> [What is being asked] Copy the line containing "field shown in this photo.", then all lines after it up to and including the final line of the material, exactly and without additions.

> [Extracted data entries]
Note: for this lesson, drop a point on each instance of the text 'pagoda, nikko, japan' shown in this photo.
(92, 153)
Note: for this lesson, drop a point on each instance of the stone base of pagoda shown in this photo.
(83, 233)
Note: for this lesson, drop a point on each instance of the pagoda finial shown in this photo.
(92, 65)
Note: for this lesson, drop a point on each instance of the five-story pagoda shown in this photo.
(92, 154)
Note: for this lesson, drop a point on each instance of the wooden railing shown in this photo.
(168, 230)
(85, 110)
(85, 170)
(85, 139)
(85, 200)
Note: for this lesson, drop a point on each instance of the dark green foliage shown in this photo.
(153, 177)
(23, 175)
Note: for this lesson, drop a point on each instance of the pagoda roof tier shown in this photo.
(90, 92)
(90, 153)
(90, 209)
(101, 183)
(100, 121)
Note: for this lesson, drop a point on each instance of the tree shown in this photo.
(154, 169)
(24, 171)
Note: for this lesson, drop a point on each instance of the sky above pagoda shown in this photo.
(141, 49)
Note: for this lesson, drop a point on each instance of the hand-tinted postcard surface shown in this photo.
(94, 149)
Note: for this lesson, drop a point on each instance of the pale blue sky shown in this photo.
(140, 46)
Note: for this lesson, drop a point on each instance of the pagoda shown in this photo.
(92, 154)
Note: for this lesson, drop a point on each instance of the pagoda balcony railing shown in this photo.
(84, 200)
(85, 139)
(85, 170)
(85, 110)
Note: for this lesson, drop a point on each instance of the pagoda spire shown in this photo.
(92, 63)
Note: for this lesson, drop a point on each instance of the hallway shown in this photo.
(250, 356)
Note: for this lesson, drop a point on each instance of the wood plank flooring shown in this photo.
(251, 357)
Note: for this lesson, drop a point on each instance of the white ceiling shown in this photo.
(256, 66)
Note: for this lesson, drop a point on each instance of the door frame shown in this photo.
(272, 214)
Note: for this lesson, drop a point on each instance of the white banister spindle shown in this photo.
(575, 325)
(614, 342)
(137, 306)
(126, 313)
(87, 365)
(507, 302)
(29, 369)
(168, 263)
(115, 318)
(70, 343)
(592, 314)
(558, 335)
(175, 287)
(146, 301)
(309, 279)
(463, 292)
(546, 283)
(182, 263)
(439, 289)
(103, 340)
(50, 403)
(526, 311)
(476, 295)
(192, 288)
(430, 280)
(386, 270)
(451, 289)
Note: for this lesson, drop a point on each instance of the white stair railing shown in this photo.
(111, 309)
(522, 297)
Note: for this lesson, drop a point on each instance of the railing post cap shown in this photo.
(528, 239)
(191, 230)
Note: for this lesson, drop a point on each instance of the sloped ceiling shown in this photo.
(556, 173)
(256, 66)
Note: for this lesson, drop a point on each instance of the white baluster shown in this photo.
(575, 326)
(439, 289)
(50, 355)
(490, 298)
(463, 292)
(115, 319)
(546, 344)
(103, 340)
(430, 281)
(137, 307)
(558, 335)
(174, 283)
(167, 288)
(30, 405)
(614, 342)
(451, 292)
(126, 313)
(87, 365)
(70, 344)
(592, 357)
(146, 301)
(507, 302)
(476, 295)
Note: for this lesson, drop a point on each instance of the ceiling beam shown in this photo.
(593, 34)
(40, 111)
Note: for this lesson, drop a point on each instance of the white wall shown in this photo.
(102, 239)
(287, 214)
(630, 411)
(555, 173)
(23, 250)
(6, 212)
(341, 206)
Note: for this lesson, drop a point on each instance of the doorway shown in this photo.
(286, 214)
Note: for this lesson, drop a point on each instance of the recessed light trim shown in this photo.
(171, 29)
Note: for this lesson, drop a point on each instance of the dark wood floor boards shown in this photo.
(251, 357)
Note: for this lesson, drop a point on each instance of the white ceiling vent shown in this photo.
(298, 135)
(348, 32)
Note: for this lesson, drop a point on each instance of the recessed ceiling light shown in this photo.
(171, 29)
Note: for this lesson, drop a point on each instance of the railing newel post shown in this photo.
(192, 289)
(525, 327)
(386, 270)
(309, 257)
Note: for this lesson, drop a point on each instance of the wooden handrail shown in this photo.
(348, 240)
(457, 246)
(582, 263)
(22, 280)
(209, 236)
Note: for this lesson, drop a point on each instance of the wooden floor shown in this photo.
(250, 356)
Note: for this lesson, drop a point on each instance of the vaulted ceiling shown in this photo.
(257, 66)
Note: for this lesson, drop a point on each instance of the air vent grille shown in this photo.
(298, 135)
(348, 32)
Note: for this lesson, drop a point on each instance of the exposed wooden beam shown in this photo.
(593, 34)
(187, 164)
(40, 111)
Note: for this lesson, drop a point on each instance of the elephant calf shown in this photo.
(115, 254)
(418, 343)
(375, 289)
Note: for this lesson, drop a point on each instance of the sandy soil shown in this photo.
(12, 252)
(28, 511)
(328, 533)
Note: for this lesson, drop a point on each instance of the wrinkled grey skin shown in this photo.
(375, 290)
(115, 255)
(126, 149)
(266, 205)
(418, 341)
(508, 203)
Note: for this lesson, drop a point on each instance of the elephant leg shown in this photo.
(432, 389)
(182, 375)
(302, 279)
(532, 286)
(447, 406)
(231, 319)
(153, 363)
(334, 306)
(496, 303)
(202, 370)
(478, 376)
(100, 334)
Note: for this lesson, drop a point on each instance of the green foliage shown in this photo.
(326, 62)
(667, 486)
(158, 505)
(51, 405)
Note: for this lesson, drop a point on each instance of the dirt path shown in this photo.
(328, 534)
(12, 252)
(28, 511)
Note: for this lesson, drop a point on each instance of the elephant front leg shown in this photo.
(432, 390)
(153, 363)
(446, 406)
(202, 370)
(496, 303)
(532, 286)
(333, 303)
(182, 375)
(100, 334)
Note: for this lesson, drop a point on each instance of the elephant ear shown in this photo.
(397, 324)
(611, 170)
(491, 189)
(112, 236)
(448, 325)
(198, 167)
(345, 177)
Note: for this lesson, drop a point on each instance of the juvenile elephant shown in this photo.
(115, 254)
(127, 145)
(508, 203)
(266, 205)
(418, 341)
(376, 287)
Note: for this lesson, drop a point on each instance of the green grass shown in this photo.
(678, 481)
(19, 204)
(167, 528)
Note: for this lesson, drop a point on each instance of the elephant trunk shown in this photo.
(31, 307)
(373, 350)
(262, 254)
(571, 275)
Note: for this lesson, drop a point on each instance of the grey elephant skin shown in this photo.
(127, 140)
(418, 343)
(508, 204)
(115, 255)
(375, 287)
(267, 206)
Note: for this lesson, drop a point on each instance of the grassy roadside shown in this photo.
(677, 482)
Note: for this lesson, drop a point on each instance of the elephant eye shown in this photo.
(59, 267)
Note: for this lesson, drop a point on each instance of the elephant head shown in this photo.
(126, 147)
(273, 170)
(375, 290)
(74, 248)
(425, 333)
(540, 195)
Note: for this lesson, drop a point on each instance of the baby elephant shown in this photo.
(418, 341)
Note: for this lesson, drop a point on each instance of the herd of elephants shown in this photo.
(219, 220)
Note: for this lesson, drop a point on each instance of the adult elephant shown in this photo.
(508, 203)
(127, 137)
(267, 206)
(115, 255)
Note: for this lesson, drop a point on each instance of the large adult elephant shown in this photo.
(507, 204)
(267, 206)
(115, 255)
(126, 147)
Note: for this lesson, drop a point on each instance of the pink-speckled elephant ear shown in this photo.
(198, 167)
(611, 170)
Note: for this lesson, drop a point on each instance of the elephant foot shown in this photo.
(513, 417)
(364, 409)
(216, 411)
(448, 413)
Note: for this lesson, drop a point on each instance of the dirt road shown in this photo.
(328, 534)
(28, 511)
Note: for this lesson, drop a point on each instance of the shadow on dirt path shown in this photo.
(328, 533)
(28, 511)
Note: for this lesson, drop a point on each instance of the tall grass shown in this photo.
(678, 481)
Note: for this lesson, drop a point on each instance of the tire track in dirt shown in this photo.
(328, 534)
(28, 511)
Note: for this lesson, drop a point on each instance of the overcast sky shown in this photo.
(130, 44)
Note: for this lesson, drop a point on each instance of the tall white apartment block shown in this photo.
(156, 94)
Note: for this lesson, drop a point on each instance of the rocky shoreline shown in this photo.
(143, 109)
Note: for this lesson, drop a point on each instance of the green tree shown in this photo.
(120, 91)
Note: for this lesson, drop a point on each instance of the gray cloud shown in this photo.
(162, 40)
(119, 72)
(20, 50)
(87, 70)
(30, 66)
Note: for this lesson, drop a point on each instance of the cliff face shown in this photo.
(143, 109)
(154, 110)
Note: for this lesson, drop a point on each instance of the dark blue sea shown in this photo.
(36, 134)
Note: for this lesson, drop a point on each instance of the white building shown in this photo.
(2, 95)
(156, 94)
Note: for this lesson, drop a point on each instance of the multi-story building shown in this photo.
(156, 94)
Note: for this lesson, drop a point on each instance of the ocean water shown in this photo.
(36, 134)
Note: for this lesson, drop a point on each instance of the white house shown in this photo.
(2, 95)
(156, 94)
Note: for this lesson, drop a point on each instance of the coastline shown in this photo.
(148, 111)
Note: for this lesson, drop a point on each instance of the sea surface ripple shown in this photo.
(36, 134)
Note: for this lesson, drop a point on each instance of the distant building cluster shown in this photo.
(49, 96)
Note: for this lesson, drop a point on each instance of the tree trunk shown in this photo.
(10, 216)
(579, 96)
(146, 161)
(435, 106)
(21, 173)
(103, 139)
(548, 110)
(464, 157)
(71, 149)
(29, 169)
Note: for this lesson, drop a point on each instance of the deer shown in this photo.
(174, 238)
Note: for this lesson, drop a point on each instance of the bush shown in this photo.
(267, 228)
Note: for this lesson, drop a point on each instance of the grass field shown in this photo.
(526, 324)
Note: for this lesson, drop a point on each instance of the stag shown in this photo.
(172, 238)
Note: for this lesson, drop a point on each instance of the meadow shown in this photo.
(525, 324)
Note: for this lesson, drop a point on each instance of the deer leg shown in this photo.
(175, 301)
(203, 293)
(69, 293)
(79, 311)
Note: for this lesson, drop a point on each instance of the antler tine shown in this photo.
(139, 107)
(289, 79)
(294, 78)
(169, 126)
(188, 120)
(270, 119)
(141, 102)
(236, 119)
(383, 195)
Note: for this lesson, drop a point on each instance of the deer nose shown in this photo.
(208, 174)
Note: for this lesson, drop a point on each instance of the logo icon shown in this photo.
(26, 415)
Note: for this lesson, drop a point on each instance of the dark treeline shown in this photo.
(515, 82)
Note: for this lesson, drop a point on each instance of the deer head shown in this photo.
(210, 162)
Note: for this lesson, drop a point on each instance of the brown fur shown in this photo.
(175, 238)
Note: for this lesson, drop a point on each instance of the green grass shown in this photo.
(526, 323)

> [Answer]
Note: for this lesson, drop a point on each instance of the grass field shown in this photo.
(526, 324)
Note: for this lesson, drop a point on each instance of the stag shown in this photo.
(172, 238)
Note: for this lesson, drop a point on each instance of the meadow shown in this photo.
(525, 324)
Note: for this lesson, drop a point on each instance of the deer leg shown in this photo.
(175, 301)
(203, 293)
(69, 293)
(79, 311)
Note: for this lesson, drop a point on each instance of the antler tine shown in this photo.
(139, 107)
(289, 79)
(294, 78)
(169, 126)
(188, 120)
(270, 119)
(141, 102)
(236, 119)
(383, 195)
Note: for this lesson, drop a point on each instance of the deer nose shown in this photo.
(208, 174)
Note: for this lesson, drop a point on each instance of the logo icon shown in this photo.
(26, 415)
Note: for this lesson, drop a point on each instance of the dark treeline shown in this photo.
(515, 82)
Note: for this lesson, drop a point on each instance of the deer head shown in this photo.
(210, 162)
Note: for this lesson, drop a point on each instance of the brown fur shown in this photo.
(175, 238)
Note: for this lesson, drop a point on each instance of the green grass shown in this photo.
(526, 323)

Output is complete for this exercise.